Bounding-box records:
• • •
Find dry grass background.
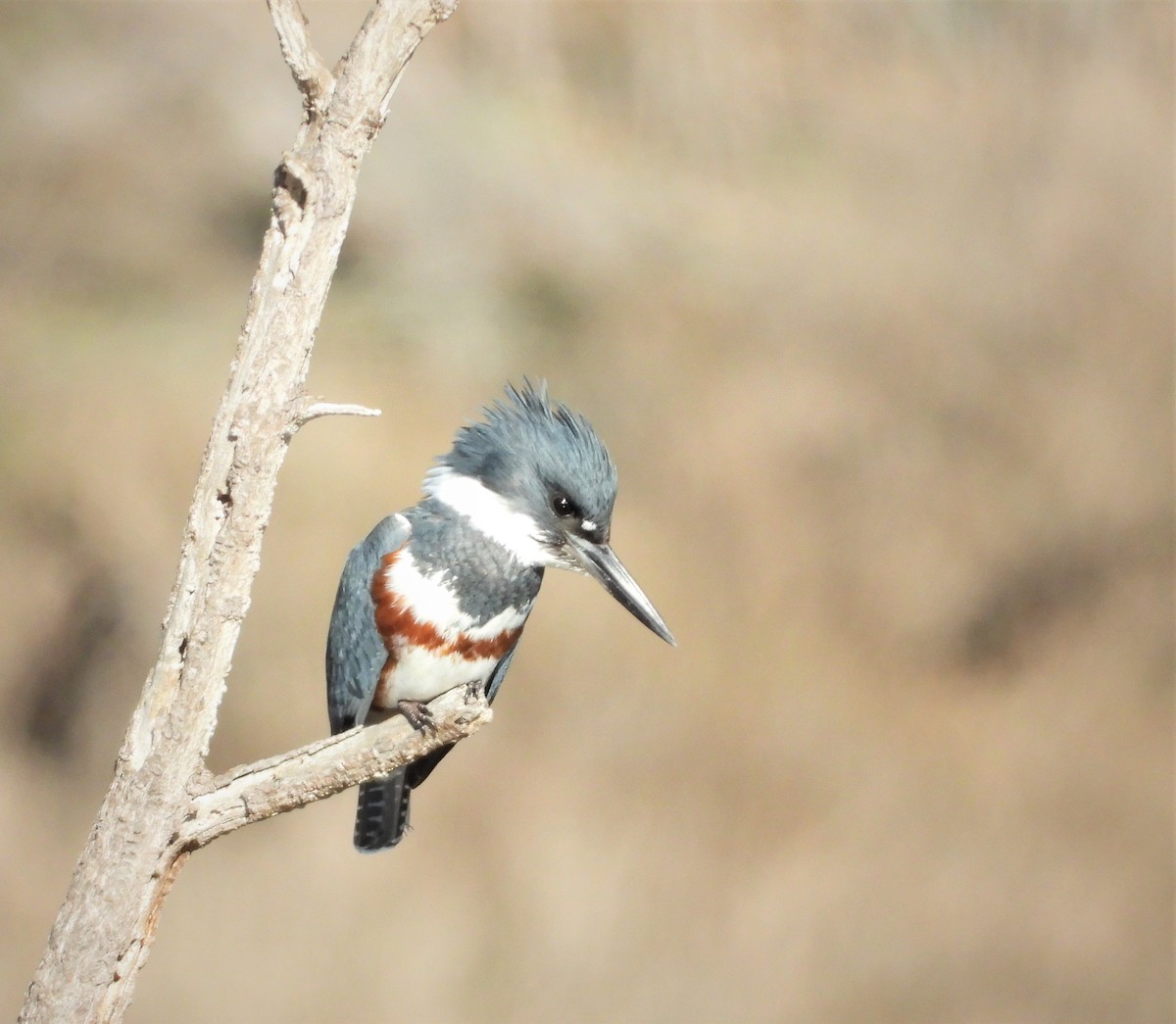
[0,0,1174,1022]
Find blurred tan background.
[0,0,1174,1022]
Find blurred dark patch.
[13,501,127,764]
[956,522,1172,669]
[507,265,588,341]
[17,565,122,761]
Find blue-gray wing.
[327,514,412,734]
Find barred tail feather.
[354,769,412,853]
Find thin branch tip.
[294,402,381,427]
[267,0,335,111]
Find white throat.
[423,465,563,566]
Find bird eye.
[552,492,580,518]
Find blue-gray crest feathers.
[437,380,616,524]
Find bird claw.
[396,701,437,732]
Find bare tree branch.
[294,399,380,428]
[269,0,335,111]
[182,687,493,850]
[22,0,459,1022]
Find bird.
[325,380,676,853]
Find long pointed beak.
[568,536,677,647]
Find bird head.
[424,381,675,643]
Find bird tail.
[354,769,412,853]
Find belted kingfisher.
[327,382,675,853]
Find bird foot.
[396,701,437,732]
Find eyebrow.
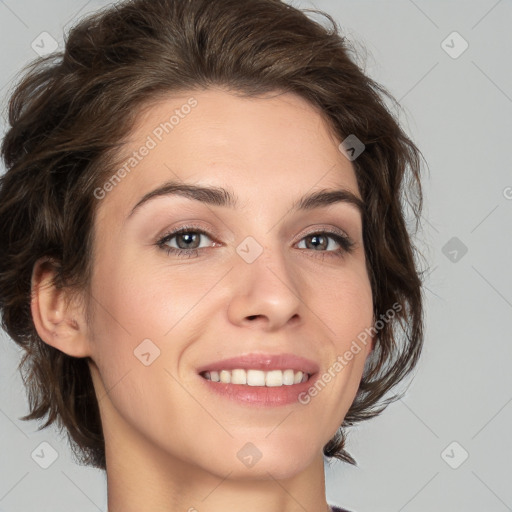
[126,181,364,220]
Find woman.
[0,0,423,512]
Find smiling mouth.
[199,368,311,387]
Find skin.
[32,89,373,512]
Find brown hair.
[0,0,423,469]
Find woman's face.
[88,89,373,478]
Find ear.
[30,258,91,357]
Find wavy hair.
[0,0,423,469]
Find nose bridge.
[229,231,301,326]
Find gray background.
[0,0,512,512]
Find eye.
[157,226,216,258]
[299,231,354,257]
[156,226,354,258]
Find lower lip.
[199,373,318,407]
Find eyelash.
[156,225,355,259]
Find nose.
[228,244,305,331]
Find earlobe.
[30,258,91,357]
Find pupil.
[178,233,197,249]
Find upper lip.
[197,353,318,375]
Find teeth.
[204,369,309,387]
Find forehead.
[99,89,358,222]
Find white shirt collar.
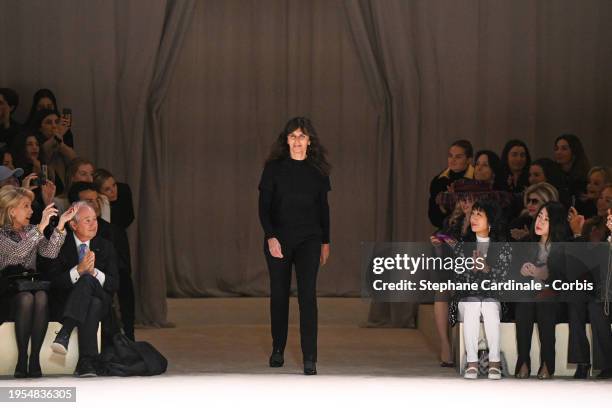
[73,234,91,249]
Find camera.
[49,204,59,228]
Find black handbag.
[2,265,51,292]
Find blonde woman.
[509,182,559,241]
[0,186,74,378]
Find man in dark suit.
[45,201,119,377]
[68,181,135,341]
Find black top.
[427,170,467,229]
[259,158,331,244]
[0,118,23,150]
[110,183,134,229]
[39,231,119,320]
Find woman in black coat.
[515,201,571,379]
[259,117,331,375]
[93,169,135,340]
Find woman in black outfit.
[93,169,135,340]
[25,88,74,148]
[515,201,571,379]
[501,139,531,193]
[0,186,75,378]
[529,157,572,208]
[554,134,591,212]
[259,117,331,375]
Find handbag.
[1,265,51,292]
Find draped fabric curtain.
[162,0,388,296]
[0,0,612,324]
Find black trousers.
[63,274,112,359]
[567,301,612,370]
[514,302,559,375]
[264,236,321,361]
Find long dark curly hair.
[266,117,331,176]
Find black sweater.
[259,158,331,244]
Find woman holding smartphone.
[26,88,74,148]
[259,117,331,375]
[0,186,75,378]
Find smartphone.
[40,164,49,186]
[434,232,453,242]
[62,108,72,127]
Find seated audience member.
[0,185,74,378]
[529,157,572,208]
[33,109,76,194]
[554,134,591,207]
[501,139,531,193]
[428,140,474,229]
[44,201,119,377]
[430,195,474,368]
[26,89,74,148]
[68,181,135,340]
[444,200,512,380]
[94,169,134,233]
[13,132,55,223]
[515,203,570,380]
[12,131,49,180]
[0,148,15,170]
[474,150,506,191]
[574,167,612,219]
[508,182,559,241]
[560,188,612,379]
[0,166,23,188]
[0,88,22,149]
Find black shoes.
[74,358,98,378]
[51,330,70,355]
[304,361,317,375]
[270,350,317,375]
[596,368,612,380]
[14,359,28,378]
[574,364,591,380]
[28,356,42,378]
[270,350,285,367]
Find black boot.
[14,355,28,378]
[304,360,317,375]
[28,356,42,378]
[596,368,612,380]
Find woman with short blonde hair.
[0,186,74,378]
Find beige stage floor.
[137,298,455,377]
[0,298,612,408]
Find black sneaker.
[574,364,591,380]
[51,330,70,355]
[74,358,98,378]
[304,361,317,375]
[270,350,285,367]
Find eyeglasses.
• • •
Return the lines of the data unchanged, starting at the line that contains "Find beige stage floor." and ending with the final line of the data.

Find beige stage floor.
[137,298,455,377]
[0,298,612,408]
Find black sneaker.
[574,364,591,380]
[51,330,70,355]
[74,358,98,378]
[304,361,317,375]
[270,350,285,367]
Find eyeglasses.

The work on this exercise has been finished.